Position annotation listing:
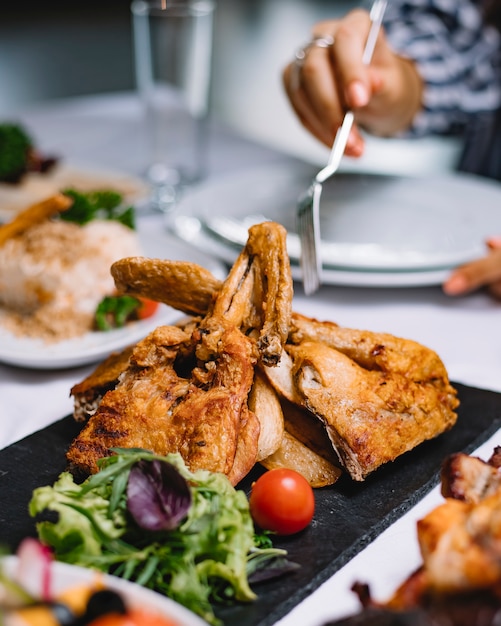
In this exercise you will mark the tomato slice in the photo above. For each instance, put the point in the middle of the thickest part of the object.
(147, 308)
(282, 501)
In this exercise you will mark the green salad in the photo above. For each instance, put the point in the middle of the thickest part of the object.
(147, 518)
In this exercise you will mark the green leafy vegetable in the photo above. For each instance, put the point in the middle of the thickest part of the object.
(207, 558)
(88, 206)
(15, 145)
(116, 311)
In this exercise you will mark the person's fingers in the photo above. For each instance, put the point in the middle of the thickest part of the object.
(302, 106)
(317, 82)
(351, 74)
(480, 273)
(312, 94)
(495, 290)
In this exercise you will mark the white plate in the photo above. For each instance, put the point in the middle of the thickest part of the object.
(369, 222)
(65, 577)
(36, 186)
(192, 230)
(94, 346)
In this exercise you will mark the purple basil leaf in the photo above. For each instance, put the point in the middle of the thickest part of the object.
(158, 497)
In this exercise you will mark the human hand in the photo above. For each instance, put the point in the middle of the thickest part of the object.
(384, 95)
(485, 272)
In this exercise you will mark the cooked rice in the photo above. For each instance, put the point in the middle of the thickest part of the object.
(53, 276)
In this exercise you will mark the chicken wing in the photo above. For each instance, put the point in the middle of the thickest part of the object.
(187, 392)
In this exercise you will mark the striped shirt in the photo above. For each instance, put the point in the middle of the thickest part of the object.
(458, 57)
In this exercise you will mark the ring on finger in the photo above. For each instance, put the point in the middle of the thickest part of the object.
(320, 41)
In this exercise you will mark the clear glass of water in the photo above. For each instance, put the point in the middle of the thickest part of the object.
(173, 57)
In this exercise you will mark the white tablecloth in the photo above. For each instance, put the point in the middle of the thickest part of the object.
(466, 332)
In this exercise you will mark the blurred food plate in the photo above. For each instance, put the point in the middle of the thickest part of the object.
(64, 577)
(94, 346)
(35, 186)
(376, 230)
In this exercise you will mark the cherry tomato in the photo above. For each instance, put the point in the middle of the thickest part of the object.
(134, 617)
(282, 500)
(148, 308)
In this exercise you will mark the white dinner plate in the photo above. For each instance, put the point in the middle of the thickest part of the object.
(192, 230)
(64, 577)
(35, 186)
(94, 346)
(370, 223)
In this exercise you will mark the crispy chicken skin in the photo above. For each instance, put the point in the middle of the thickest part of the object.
(153, 407)
(459, 580)
(376, 395)
(186, 390)
(371, 416)
(183, 285)
(372, 350)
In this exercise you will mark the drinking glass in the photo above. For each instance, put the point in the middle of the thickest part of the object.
(173, 58)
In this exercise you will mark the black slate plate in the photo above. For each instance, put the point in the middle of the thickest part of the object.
(348, 515)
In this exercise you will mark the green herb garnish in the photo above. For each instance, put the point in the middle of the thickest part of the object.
(207, 558)
(15, 145)
(107, 205)
(115, 311)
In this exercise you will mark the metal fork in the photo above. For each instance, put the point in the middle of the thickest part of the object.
(308, 208)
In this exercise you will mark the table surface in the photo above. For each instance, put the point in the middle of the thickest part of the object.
(107, 132)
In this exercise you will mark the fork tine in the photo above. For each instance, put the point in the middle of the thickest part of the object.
(308, 211)
(308, 230)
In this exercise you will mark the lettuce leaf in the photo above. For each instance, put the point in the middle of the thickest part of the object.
(207, 558)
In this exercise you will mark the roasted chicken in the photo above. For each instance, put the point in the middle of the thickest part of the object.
(459, 582)
(187, 392)
(372, 396)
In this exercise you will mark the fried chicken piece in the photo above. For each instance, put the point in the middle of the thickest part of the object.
(34, 214)
(470, 479)
(371, 416)
(154, 408)
(88, 393)
(372, 350)
(265, 404)
(182, 285)
(187, 392)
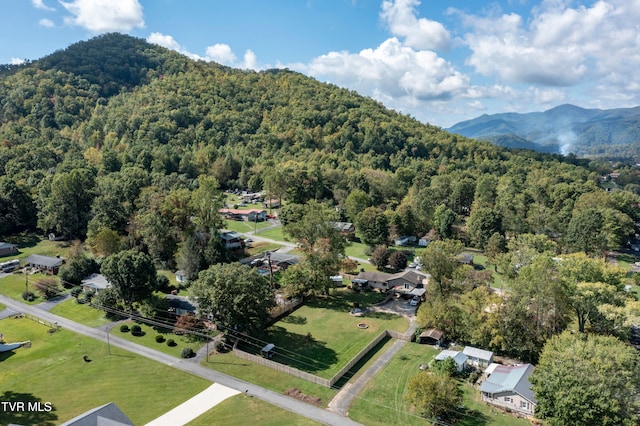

> **DIRECTIONS**
Put into a numbered list the lines starting with the line that contains "In this exercise you will mark the fork" and going on through the end of the listing, with both ends included and blank lines left out. Leave the pictures out of the answer.

> **EXERCISE SOLUTION**
1. In this exercise you will mark the fork tine in the photo above. For each instance, put the point in the middle of the thickest part of the object.
2. (308, 211)
3. (308, 230)
4. In this exercise you will mark the lettuce leaf in the photo above. For each instance, put the point in the middle of the thickest part of the object.
5. (207, 558)
6. In this exercise you will mark the roasted chicken in the photo above. For each instance, put the point in the middle of the thickest part of the object.
7. (459, 582)
8. (187, 392)
9. (372, 396)
10. In this exercise you will mark the fried chicken piece in the photo above. For each instance, put the point in the middle of the thickest part of the object.
11. (34, 214)
12. (470, 479)
13. (371, 416)
14. (154, 408)
15. (88, 393)
16. (372, 350)
17. (265, 404)
18. (182, 285)
19. (187, 392)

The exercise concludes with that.